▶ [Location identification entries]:
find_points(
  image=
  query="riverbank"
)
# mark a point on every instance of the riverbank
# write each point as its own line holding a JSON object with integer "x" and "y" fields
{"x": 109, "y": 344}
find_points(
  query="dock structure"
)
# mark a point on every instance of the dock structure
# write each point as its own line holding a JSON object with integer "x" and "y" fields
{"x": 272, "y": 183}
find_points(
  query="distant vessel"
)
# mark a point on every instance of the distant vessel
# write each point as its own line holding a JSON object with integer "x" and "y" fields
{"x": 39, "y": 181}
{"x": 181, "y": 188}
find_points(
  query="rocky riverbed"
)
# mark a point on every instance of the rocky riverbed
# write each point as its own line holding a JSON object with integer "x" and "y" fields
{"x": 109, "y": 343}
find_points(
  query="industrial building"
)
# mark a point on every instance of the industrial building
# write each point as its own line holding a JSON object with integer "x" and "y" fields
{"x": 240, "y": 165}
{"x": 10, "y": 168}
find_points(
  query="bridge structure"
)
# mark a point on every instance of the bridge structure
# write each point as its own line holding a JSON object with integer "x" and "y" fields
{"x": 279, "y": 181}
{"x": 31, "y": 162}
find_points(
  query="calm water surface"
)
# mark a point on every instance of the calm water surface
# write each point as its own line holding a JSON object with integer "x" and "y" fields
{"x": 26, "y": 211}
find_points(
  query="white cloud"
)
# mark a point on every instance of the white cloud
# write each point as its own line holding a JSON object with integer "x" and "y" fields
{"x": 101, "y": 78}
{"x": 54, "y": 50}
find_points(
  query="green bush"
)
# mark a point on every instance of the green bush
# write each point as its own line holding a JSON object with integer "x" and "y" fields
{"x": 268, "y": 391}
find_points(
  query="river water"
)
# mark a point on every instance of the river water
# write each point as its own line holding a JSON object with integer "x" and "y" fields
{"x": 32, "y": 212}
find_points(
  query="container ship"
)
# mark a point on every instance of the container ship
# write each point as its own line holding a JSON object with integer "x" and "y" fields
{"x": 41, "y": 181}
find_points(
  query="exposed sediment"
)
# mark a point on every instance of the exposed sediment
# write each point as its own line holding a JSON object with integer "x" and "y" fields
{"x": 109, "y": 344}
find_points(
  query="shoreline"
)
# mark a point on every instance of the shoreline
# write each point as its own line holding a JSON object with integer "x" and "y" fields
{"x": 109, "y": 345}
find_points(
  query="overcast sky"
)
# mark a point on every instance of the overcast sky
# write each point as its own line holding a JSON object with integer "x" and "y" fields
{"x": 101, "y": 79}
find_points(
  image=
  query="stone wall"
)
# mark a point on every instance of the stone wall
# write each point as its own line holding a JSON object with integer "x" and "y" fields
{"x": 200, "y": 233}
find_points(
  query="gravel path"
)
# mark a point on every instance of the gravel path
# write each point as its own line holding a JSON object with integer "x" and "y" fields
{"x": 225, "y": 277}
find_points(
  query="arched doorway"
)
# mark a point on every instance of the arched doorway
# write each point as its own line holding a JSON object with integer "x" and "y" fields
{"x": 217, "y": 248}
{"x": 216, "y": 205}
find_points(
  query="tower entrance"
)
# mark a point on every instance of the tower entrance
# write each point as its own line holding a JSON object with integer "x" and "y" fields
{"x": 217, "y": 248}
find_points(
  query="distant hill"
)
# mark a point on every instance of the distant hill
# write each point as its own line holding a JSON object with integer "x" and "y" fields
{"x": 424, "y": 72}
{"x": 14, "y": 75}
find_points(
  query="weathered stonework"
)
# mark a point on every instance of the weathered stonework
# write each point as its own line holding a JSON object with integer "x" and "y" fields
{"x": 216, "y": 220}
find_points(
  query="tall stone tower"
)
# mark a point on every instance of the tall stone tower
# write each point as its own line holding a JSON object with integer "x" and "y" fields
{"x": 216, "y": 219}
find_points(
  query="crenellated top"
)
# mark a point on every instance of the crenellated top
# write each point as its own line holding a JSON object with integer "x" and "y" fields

▶ [WORK TO DO]: Retype the listing above in full, with no alterations.

▶ [TASK OUTPUT]:
find_points(
  image=
  query="riverbank"
)
# mark a point on every instance of the riverbank
# write each point as its own line holding a JSON object with integer "x" and "y" fields
{"x": 109, "y": 344}
find_points(
  query="dock structure"
)
# mark a point on every instance of the dock structure
# write each point as its own line holding a JSON object with integer "x" and "y" fields
{"x": 272, "y": 183}
find_points(
  query="distant vessel"
)
# mark a point on every instance of the distant vessel
# write each point as its own line holding a JSON object with integer "x" and "y" fields
{"x": 39, "y": 181}
{"x": 181, "y": 188}
find_points(
  query="rocky riverbed"
)
# mark a point on every instance of the rocky riverbed
# write each point as its own line holding a JSON object with integer "x" and "y" fields
{"x": 109, "y": 343}
find_points(
  query="industrial building"
)
# mark a point on every instance of the industrial building
# write each point as its own line holding a JSON object with integer "x" and "y" fields
{"x": 240, "y": 165}
{"x": 10, "y": 168}
find_points(
  query="bridge structure"
)
# mark a point on every instance of the bridge structure
# write each point as its own line holding a JSON object with integer "x" and "y" fields
{"x": 279, "y": 181}
{"x": 31, "y": 162}
find_points(
  query="calm water surface"
)
# mark a point on every instance of the calm water surface
# write each point as its own line holding a JSON object with integer "x" and "y" fields
{"x": 26, "y": 211}
find_points(
  query="white cloud"
)
# mark a point on every instance of the white cloud
# write each point as its own line holding a JSON object with integer "x" and "y" fields
{"x": 101, "y": 78}
{"x": 54, "y": 50}
find_points(
  query="green bush"
)
# mark a point on every instance of the green bush
# write each point as its own line holding a JSON object with integer "x" and "y" fields
{"x": 268, "y": 391}
find_points(
  query="river water"
)
# mark a point on every instance of the river water
# write each point as its own line holding a JSON object with integer "x" and "y" fields
{"x": 32, "y": 212}
find_points(
  query="container ship"
)
# mark a point on every instance of the container ship
# write each point as its own line holding a JSON object with integer "x" and "y" fields
{"x": 41, "y": 181}
find_points(
  query="exposed sediment"
)
# mark a point on every instance of the exposed sediment
# write each point as its own line holding a JSON object with integer "x" and "y" fields
{"x": 109, "y": 344}
find_points(
  query="shoreline"
)
# mark a point on every instance of the shoreline
# write each point as its own line holding a JSON object with integer "x" and "y" fields
{"x": 109, "y": 345}
find_points(
  query="overcast sky"
)
# mark a point on every instance of the overcast sky
# write each point as its own line holding a JSON object with integer "x" and "y" fields
{"x": 101, "y": 79}
find_points(
  image=
  query="stone wall"
)
# mark a point on every instance of the stone wall
# write each point as its own line holding a JSON object with integer "x" and "y" fields
{"x": 200, "y": 233}
find_points(
  query="gravel path"
)
# mark a point on every instance of the gravel path
# write each point as its own line holding a JSON object with integer "x" and "y" fields
{"x": 225, "y": 277}
find_points(
  query="arched doorway"
)
# mark a point on every instance of the arched doorway
# write each point as its own line holding a JSON object with integer "x" and "y" fields
{"x": 217, "y": 248}
{"x": 216, "y": 205}
find_points(
  query="tower entrance"
)
# mark a point on every instance of the tower entrance
# write each point as its own line holding a JSON object with integer "x" and "y" fields
{"x": 217, "y": 248}
find_points(
  query="distant hill"
)
# mark a point on every instance of the distant hill
# write each point as its own line holding a JSON object with integer "x" and "y" fields
{"x": 424, "y": 72}
{"x": 14, "y": 75}
find_points(
  query="weathered stonework"
)
# mark a point on every instance of the weathered stonework
# write each point as its own line holding a JSON object with integer "x" and "y" fields
{"x": 216, "y": 220}
find_points(
  query="tall stone tower"
)
# mark a point on every instance of the tall stone tower
# write each point as its own line holding a JSON object with integer "x" and "y" fields
{"x": 216, "y": 219}
find_points(
  query="crenellated top"
)
# mark a point on every instance of the crenellated top
# write each point as its own line holding a JSON object with integer "x" and "y" fields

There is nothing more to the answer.